» **What you have to do**:
Identify every line in the items below that contains the word "boot", and copy each of those lines.

» **Records for this exercise**:

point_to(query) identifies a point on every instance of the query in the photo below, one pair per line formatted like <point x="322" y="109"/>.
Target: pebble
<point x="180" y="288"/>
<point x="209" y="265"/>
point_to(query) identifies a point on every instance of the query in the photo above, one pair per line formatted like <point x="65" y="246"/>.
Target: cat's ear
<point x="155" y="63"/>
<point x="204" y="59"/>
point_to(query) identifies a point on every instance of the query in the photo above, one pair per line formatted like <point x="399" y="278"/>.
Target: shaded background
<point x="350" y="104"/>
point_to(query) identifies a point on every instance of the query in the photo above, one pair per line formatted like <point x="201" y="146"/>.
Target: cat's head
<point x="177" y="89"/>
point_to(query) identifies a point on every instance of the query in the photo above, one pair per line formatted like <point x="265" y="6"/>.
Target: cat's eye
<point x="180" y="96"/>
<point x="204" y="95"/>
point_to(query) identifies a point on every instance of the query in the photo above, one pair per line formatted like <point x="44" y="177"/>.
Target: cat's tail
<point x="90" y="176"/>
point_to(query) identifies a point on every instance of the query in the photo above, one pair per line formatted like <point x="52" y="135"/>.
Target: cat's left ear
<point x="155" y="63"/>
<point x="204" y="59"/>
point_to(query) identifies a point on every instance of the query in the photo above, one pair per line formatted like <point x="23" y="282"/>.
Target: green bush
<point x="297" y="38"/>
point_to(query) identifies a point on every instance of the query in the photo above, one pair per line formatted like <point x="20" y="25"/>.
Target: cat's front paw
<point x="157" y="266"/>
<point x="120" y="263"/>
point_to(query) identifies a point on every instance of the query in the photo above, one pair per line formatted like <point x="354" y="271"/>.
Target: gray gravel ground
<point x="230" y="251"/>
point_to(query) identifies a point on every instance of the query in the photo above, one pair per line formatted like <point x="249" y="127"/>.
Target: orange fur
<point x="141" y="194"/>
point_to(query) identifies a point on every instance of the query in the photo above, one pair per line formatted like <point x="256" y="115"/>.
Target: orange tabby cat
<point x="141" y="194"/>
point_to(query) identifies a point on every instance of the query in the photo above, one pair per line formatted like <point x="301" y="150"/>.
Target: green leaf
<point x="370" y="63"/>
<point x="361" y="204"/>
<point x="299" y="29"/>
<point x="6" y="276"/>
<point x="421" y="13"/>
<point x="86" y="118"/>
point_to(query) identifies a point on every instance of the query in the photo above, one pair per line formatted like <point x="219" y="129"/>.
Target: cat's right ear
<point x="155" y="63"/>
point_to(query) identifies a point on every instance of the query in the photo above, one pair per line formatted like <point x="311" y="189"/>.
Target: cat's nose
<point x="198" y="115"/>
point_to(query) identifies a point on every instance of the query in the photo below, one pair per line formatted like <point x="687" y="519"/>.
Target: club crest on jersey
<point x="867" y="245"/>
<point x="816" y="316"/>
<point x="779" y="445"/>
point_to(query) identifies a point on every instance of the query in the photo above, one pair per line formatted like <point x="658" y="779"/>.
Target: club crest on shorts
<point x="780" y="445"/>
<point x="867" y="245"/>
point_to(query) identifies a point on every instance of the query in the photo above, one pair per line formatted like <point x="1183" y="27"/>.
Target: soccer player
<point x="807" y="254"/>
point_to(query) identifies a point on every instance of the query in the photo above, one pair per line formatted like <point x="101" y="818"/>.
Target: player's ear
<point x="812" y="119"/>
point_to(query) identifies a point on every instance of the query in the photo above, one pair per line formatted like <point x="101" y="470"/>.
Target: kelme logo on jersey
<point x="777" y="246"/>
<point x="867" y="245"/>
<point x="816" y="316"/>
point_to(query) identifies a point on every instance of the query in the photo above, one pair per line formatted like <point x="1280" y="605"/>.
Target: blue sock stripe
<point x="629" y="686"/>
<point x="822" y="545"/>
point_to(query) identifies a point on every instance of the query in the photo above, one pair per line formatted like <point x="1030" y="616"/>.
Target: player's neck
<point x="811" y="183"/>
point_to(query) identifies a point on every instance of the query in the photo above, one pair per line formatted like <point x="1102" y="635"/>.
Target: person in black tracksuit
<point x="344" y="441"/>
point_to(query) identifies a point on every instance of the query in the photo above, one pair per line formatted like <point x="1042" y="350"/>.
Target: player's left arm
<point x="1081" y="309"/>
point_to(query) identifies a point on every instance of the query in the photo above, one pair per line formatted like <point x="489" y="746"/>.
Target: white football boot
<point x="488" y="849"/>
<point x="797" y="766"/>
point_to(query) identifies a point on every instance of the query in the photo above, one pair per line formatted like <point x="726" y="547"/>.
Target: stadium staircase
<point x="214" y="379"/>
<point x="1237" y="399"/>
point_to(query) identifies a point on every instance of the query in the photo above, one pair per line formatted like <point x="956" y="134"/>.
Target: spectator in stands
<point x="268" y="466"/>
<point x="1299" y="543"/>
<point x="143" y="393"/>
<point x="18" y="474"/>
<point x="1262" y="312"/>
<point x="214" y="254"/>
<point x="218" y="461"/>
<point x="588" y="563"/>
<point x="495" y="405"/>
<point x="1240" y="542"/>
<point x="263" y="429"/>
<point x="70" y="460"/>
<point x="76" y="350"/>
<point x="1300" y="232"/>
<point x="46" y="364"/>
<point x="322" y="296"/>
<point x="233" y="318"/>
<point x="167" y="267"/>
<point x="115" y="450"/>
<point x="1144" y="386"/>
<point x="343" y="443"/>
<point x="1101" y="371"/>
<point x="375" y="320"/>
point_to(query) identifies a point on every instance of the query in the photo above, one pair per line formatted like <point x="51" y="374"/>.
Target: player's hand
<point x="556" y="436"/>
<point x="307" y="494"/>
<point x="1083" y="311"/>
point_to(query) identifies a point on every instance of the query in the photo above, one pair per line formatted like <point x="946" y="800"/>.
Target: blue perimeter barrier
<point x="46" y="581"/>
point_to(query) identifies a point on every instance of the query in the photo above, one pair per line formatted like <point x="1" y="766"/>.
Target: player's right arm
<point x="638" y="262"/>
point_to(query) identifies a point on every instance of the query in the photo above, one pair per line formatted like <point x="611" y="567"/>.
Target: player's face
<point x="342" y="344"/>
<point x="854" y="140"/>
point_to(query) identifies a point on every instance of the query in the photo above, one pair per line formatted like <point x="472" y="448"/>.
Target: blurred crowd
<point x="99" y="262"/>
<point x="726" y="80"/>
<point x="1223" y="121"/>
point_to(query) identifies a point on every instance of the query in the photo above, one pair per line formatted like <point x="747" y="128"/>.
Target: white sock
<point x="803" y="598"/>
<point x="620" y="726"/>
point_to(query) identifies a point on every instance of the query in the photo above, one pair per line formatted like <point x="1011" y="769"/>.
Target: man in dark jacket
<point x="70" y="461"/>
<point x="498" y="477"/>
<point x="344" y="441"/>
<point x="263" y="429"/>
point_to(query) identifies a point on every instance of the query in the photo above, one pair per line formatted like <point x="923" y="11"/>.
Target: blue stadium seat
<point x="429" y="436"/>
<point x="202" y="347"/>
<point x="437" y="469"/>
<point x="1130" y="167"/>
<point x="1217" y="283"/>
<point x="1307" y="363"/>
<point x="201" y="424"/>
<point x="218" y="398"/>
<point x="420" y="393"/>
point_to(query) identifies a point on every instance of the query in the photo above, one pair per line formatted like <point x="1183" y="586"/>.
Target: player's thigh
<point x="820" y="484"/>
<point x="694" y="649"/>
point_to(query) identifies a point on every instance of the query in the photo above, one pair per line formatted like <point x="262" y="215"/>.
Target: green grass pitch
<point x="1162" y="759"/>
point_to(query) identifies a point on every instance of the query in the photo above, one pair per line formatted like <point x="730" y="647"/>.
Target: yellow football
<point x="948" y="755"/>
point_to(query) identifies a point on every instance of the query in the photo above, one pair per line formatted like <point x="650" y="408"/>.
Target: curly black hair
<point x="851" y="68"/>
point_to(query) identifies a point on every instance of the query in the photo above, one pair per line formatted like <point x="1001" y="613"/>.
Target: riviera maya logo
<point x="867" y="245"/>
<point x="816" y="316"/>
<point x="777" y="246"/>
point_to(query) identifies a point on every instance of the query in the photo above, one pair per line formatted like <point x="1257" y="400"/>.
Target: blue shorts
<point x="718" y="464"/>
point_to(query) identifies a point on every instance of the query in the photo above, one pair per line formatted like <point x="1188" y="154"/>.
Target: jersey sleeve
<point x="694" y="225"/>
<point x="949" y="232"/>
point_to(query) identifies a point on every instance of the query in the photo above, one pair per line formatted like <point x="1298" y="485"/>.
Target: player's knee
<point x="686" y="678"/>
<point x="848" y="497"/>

--

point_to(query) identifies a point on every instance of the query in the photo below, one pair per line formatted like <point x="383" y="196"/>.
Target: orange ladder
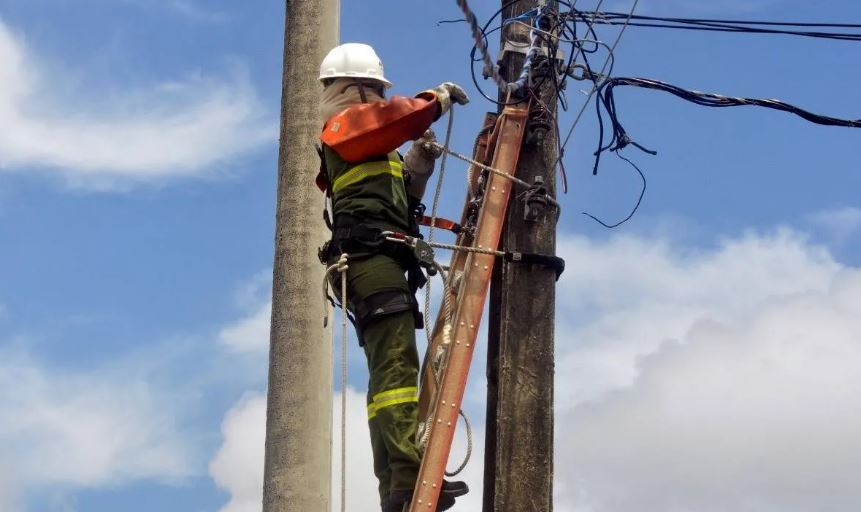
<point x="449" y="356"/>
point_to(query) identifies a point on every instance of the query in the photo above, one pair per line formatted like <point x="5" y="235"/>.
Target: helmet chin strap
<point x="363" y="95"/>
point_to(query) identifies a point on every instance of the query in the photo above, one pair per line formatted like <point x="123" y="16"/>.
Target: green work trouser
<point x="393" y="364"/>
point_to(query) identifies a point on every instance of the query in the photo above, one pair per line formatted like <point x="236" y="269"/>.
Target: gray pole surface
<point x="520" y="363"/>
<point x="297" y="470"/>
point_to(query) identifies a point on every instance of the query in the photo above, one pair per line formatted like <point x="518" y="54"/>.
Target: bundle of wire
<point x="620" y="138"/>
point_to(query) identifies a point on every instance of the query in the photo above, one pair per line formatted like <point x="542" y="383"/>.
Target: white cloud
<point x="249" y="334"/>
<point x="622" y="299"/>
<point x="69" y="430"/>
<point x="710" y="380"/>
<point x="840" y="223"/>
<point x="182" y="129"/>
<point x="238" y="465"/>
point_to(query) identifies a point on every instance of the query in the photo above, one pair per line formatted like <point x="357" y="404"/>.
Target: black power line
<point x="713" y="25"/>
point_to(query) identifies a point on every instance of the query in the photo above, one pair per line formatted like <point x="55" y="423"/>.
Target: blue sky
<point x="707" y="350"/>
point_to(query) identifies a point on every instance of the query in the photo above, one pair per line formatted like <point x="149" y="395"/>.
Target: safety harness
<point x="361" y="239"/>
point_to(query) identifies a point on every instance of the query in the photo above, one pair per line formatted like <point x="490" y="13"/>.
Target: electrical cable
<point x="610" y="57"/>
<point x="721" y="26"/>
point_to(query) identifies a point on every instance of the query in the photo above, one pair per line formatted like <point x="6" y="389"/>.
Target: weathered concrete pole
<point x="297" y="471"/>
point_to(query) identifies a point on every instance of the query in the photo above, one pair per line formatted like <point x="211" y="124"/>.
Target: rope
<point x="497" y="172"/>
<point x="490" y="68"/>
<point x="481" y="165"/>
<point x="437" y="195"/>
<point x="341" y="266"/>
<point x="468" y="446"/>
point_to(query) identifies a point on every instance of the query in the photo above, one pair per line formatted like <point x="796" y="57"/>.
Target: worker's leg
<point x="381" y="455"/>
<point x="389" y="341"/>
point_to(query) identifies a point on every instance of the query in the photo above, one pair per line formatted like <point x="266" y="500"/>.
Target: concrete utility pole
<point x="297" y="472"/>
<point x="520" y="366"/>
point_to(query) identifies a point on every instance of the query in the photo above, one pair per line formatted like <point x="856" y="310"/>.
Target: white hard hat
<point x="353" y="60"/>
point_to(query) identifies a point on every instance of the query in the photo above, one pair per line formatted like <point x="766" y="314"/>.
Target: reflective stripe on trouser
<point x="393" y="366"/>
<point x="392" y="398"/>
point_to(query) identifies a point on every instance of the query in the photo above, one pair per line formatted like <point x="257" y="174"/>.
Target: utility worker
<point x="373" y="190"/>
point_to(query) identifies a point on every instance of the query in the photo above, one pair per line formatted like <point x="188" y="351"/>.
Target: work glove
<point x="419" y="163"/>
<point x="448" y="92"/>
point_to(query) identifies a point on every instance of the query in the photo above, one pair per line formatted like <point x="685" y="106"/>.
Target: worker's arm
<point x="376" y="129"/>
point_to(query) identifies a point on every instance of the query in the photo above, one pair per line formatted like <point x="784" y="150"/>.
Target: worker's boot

» **Result for this task**:
Target: white football boot
Target: worker's boot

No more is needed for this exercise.